* PROBLEM TO SOLVE: Render every line of the entries below as a Markdown table with the columns Index and Content, numbering the rows and skipping blank lines. Leave the pictures out.

* GIVEN INFORMATION:
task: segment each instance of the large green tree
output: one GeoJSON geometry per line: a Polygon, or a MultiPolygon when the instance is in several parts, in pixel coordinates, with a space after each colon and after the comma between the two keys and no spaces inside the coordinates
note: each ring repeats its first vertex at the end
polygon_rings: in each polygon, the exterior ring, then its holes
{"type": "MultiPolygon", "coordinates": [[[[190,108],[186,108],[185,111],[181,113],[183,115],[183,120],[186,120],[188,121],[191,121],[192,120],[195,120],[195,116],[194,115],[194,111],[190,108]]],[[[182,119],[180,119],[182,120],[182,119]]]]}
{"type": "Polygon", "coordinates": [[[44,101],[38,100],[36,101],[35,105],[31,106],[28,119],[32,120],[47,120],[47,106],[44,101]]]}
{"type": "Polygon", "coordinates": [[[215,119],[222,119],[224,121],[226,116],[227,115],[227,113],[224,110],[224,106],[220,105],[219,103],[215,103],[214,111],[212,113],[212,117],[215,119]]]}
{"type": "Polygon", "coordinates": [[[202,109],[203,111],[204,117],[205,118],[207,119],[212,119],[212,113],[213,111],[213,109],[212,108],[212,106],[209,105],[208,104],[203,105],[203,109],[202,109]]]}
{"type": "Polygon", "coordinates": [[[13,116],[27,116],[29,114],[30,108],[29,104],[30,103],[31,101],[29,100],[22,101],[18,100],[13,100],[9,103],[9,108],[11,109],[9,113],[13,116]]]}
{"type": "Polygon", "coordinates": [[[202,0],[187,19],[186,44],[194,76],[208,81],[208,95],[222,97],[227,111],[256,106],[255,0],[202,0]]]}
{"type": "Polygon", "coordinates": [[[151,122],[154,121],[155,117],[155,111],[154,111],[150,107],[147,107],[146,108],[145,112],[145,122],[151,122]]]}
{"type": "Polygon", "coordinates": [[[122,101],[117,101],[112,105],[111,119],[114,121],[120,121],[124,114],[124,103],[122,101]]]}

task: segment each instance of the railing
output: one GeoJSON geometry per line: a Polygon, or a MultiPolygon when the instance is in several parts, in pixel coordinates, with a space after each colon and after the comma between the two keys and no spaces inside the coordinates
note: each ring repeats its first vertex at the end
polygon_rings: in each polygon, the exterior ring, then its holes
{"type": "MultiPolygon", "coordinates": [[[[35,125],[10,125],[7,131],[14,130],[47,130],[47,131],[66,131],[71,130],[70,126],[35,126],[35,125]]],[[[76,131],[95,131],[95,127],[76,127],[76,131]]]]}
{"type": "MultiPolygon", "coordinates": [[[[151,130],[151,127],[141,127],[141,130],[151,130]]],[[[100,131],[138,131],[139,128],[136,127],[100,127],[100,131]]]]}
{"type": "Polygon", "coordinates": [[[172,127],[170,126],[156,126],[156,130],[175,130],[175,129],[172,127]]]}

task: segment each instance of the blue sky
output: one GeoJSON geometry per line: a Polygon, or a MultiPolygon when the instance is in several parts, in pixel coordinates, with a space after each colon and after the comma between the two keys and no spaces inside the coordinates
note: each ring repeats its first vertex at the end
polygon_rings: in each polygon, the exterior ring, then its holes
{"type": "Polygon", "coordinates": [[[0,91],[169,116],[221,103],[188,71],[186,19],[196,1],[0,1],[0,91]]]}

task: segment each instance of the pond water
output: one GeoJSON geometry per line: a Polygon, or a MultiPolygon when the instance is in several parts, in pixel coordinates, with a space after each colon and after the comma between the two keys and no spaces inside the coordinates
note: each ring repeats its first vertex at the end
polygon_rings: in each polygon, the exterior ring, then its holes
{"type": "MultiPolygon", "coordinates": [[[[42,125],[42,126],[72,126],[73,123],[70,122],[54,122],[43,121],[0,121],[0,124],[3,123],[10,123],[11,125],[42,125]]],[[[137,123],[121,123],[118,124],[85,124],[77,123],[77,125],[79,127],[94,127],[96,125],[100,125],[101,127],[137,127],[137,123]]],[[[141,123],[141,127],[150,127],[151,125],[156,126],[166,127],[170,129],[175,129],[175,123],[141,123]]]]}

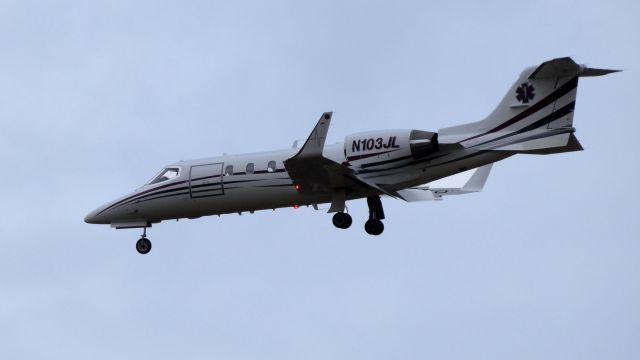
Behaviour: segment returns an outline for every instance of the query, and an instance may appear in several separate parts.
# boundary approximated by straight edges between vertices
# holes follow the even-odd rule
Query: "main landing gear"
[[[144,228],[140,240],[136,242],[136,250],[142,255],[148,254],[151,251],[151,241],[147,239],[147,228]]]
[[[367,205],[369,206],[369,220],[364,223],[364,231],[369,235],[380,235],[384,231],[384,210],[382,210],[382,201],[380,196],[369,196],[367,198]]]
[[[333,226],[337,227],[338,229],[347,229],[349,228],[349,226],[351,226],[352,222],[353,219],[351,219],[351,215],[345,212],[341,211],[333,215]]]
[[[379,196],[370,196],[367,198],[369,206],[369,220],[364,224],[364,231],[370,235],[380,235],[384,231],[384,211],[382,210],[382,201]],[[345,212],[337,212],[333,215],[333,225],[339,229],[347,229],[353,222],[351,215]]]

* RESULT OF THIS EXERCISE:
| Index | Content |
|---|---|
| 1 | task: segment each instance of the large green tree |
| 2 | output: one GeoJSON geometry per line: a Polygon, or a MultiPolygon when the instance is in several parts, in pixel coordinates, with a space after each colon and after the comma between the two keys and no spaces inside the coordinates |
| 3 | note: each ring repeats its first vertex at the end |
| 4 | polygon_rings: in each polygon, the exterior ring, then its holes |
| 5 | {"type": "MultiPolygon", "coordinates": [[[[190,108],[186,108],[185,111],[181,113],[183,115],[183,120],[186,120],[188,121],[191,121],[192,120],[195,120],[195,116],[194,115],[194,111],[190,108]]],[[[182,119],[180,119],[182,120],[182,119]]]]} |
| 6 | {"type": "Polygon", "coordinates": [[[44,101],[38,100],[36,101],[35,105],[31,106],[28,119],[32,120],[47,120],[47,106],[44,101]]]} |
| 7 | {"type": "Polygon", "coordinates": [[[215,119],[222,119],[224,121],[226,116],[227,115],[227,113],[224,110],[224,106],[220,105],[219,103],[215,103],[214,111],[212,113],[212,117],[215,119]]]} |
| 8 | {"type": "Polygon", "coordinates": [[[202,109],[203,111],[204,117],[205,118],[207,119],[212,119],[212,113],[213,111],[213,109],[212,108],[212,106],[209,105],[208,104],[203,105],[203,109],[202,109]]]} |
| 9 | {"type": "Polygon", "coordinates": [[[13,116],[27,116],[29,114],[30,108],[29,104],[30,103],[31,101],[29,100],[22,101],[18,100],[13,100],[9,103],[9,108],[11,109],[9,113],[13,116]]]} |
| 10 | {"type": "Polygon", "coordinates": [[[202,0],[187,19],[186,44],[194,76],[208,81],[208,95],[222,97],[227,111],[256,106],[255,0],[202,0]]]} |
| 11 | {"type": "Polygon", "coordinates": [[[151,122],[154,121],[155,117],[155,111],[154,111],[150,107],[147,107],[146,108],[145,112],[145,122],[151,122]]]} |
| 12 | {"type": "Polygon", "coordinates": [[[122,101],[117,101],[112,105],[111,119],[114,121],[120,121],[124,114],[124,103],[122,101]]]} |
| 13 | task: segment each instance of the railing |
| 14 | output: one GeoJSON geometry per line: a Polygon, or a MultiPolygon when the instance is in several parts, in pixel coordinates, with a space after each colon and after the comma between the two keys and no spaces inside the coordinates |
| 15 | note: each ring repeats its first vertex at the end |
| 16 | polygon_rings: in each polygon, the exterior ring, then its holes |
| 17 | {"type": "MultiPolygon", "coordinates": [[[[35,125],[10,125],[7,131],[14,130],[47,130],[47,131],[66,131],[71,130],[70,126],[35,126],[35,125]]],[[[76,131],[95,131],[95,127],[76,127],[76,131]]]]} |
| 18 | {"type": "MultiPolygon", "coordinates": [[[[151,130],[151,127],[141,127],[141,130],[151,130]]],[[[100,131],[138,131],[139,128],[136,127],[100,127],[100,131]]]]} |
| 19 | {"type": "Polygon", "coordinates": [[[172,127],[170,126],[156,126],[156,130],[175,130],[175,129],[172,127]]]} |
| 20 | task: segment each instance of the blue sky |
| 21 | output: one GeoJSON geometry per line: a Polygon, or a MultiPolygon when the instance is in several parts, in pixel coordinates, with a space after each colon and after the comma between the two keys and no spaces inside the coordinates |
| 22 | note: each ring repeats its first vertex at the end |
| 23 | polygon_rings: in each polygon, the exterior ring, then its holes |
| 24 | {"type": "Polygon", "coordinates": [[[0,91],[169,116],[221,103],[188,71],[186,19],[196,1],[0,1],[0,91]]]} |
| 25 | task: segment each instance of the pond water |
| 26 | output: one GeoJSON geometry per line: a Polygon, or a MultiPolygon when the instance is in several parts, in pixel coordinates, with a space after each colon and after the comma between the two keys and no spaces inside the coordinates |
| 27 | note: each ring repeats its first vertex at the end |
| 28 | polygon_rings: in each polygon, the exterior ring, then its holes |
| 29 | {"type": "MultiPolygon", "coordinates": [[[[42,125],[42,126],[72,126],[73,123],[70,122],[54,122],[43,121],[0,121],[0,124],[3,123],[10,123],[11,125],[42,125]]],[[[137,123],[121,123],[118,124],[85,124],[77,123],[77,125],[79,127],[94,127],[96,125],[100,125],[101,127],[137,127],[137,123]]],[[[141,123],[141,127],[150,127],[151,125],[156,126],[166,127],[170,129],[175,129],[175,123],[141,123]]]]} |
| 30 | Behaviour: segment returns an outline for every instance of the query, and an instance may appear in several separate parts. |
| 31 | # boundary approximated by straight edges between vertices |
| 32 | # holes follow the even-odd rule |
| 33 | Query: "main landing gear" |
| 34 | [[[144,228],[140,240],[136,242],[136,250],[142,255],[148,254],[151,251],[151,241],[147,239],[147,228]]] |
| 35 | [[[367,205],[369,206],[369,220],[364,223],[364,231],[369,235],[380,235],[384,231],[384,210],[382,210],[382,201],[380,196],[369,196],[367,198]]] |
| 36 | [[[333,226],[337,227],[338,229],[347,229],[349,228],[349,226],[351,226],[352,222],[353,219],[351,219],[351,215],[345,212],[341,211],[333,215]]] |
| 37 | [[[379,196],[370,196],[367,198],[369,206],[369,220],[364,224],[364,231],[370,235],[380,235],[384,231],[384,211],[382,210],[382,201]],[[345,212],[337,212],[333,215],[333,225],[339,229],[347,229],[353,222],[351,215]]] |